● WHAT IS BEING ASKED:
From the line containing "negative clicks: (95, 111)" to the final line of the listing, restate each line word for word and add nothing.

● INPUT:
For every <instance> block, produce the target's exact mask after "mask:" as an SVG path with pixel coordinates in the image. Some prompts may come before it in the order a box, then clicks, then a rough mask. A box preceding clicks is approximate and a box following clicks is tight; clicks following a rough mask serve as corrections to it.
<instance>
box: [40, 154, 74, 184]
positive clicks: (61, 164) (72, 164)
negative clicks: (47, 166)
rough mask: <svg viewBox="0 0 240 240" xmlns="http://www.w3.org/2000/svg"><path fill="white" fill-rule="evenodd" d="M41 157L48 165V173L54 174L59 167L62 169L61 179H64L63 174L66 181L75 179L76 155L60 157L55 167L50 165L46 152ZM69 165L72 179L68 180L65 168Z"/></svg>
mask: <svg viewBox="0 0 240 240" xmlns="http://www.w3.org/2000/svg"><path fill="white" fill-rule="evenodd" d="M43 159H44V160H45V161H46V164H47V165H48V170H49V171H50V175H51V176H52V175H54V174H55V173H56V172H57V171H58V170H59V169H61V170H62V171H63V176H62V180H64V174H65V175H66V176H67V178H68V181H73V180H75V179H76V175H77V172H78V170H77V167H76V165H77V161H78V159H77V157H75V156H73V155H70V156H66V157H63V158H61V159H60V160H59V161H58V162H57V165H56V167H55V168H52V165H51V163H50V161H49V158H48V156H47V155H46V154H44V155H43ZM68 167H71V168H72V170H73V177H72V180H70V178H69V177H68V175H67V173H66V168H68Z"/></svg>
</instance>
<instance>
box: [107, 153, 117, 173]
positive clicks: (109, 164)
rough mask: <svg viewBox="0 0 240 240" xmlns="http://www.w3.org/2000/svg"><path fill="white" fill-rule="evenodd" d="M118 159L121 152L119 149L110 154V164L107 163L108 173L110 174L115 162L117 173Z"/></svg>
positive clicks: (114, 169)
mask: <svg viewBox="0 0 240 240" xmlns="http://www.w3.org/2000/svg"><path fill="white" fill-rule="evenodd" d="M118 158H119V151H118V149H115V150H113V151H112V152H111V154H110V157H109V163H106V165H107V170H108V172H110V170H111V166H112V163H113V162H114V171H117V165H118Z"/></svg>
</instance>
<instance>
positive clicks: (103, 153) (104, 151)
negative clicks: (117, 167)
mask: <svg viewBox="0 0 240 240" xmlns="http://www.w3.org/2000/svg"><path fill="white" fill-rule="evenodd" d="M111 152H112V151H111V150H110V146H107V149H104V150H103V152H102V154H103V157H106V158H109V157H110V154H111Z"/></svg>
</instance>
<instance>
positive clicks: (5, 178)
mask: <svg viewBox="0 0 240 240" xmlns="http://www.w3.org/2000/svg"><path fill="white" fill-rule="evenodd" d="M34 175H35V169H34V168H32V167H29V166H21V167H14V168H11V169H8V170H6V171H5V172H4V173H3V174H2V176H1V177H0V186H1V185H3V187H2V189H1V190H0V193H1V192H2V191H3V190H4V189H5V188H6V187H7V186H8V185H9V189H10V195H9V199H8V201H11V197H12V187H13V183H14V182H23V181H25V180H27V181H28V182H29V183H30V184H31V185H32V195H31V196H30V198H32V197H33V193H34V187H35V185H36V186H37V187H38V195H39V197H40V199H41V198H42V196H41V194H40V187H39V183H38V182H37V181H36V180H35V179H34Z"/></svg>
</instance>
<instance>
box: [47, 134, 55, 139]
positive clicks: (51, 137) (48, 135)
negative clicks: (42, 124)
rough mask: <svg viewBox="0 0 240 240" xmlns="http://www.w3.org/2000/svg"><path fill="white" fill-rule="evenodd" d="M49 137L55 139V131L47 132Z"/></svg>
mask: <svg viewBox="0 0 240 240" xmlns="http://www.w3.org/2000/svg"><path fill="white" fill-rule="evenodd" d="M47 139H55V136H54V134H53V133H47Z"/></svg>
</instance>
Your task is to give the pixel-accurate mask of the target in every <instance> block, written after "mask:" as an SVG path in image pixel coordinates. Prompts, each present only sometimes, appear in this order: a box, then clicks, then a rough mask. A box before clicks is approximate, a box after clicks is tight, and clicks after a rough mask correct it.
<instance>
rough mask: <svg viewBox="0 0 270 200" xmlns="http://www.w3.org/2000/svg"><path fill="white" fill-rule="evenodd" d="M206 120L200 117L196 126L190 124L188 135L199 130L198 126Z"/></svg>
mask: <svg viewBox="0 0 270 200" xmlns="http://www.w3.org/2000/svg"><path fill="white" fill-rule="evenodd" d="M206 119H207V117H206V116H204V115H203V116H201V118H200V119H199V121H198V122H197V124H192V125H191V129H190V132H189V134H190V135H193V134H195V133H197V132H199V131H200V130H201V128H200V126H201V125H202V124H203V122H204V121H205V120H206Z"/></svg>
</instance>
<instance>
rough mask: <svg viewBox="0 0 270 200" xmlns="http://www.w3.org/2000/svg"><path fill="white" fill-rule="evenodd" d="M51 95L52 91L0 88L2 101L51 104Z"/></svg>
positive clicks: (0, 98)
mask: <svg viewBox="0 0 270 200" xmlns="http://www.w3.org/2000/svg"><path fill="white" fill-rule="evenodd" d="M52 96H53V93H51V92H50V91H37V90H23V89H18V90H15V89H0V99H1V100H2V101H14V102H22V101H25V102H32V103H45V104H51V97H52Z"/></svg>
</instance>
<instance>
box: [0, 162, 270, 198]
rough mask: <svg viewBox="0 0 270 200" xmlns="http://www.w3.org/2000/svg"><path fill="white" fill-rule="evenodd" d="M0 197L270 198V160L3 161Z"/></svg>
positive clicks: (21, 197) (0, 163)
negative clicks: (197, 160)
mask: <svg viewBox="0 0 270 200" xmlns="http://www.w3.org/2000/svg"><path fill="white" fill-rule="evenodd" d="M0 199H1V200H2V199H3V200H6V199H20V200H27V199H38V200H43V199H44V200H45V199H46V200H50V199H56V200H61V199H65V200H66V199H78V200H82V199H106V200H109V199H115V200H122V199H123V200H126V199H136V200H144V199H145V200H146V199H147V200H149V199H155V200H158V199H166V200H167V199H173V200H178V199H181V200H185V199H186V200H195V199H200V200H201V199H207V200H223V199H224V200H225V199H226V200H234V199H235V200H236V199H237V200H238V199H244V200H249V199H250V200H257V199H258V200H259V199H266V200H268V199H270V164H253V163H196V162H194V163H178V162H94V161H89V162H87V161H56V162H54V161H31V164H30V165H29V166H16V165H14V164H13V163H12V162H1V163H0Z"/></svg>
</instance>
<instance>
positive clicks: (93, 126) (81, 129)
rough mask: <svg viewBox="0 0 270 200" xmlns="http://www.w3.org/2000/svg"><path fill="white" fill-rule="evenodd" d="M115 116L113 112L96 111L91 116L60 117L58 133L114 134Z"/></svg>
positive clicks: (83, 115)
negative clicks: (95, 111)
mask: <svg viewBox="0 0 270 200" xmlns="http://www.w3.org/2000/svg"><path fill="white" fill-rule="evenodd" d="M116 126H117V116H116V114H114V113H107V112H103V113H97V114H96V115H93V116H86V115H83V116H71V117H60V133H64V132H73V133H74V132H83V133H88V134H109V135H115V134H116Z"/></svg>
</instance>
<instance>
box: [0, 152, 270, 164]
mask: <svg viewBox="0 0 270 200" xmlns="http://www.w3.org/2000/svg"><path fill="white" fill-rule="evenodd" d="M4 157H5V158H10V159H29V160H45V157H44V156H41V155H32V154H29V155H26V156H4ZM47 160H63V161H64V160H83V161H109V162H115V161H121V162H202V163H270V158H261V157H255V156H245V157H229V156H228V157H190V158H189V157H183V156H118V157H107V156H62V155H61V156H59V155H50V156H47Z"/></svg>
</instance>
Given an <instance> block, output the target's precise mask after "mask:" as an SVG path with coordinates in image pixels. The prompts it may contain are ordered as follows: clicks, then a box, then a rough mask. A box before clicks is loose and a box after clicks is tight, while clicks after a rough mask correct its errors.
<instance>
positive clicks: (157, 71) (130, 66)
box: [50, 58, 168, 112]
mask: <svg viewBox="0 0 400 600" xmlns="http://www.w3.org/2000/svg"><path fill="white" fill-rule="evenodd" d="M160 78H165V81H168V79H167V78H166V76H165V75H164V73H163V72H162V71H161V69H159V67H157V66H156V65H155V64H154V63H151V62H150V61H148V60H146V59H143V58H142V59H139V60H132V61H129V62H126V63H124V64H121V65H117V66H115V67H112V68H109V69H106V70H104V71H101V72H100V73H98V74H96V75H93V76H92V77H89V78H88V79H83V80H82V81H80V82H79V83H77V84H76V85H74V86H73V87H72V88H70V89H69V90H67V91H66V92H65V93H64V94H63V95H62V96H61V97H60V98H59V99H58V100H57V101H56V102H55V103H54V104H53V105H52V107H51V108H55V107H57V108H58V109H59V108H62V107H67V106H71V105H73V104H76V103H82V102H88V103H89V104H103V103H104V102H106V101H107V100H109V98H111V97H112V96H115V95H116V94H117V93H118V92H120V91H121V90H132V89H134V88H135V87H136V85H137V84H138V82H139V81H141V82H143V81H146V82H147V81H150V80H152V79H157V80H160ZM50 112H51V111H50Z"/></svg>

● YOUR SOLUTION:
negative clicks: (95, 111)
mask: <svg viewBox="0 0 270 200" xmlns="http://www.w3.org/2000/svg"><path fill="white" fill-rule="evenodd" d="M116 126H117V116H116V114H114V113H107V112H103V113H97V114H96V115H93V116H86V115H83V116H71V117H60V133H64V132H73V133H74V132H83V133H88V134H109V135H115V134H116Z"/></svg>
</instance>
<instance>
box: [0, 152, 270, 164]
mask: <svg viewBox="0 0 270 200" xmlns="http://www.w3.org/2000/svg"><path fill="white" fill-rule="evenodd" d="M4 157H5V158H10V159H29V160H45V157H44V156H41V155H32V154H29V155H26V156H4ZM47 160H63V161H64V160H83V161H109V162H115V161H121V162H202V163H270V158H261V157H255V156H245V157H229V156H228V157H190V158H189V157H183V156H118V157H107V156H62V155H61V156H59V155H50V156H47Z"/></svg>
</instance>
Given an <instance> block, output the target's precise mask after "mask:" as an SVG path with coordinates in image pixels. The prompts it may contain are ordered as follows: clicks, then a box, then a rough mask. A box before clicks is loose and a box after clicks is tight, while clicks after a rough mask correct its errors.
<instance>
positive clicks: (157, 71) (130, 66)
box: [50, 58, 168, 112]
mask: <svg viewBox="0 0 400 600" xmlns="http://www.w3.org/2000/svg"><path fill="white" fill-rule="evenodd" d="M160 78H165V81H168V79H167V78H166V76H165V75H164V73H163V72H162V71H161V69H159V67H157V66H156V65H155V64H154V63H151V62H150V61H148V60H146V59H143V58H142V59H139V60H132V61H129V62H126V63H124V64H121V65H117V66H115V67H112V68H109V69H106V70H104V71H101V72H100V73H98V74H96V75H93V76H92V77H89V78H88V79H83V80H82V81H80V82H79V83H77V84H76V85H74V86H73V87H72V88H70V89H69V90H67V91H66V92H65V93H64V94H63V95H62V96H61V97H60V98H59V99H58V100H57V101H56V102H55V103H54V104H53V105H52V107H51V108H55V107H57V108H58V109H59V108H62V107H67V106H71V105H73V104H76V103H82V102H88V103H89V104H103V103H104V102H106V101H107V100H109V98H111V97H112V96H115V95H116V94H117V93H118V92H120V91H121V90H132V89H134V88H135V87H136V85H137V84H138V82H139V81H141V82H143V81H146V82H147V81H150V80H152V79H157V80H160ZM50 112H51V111H50Z"/></svg>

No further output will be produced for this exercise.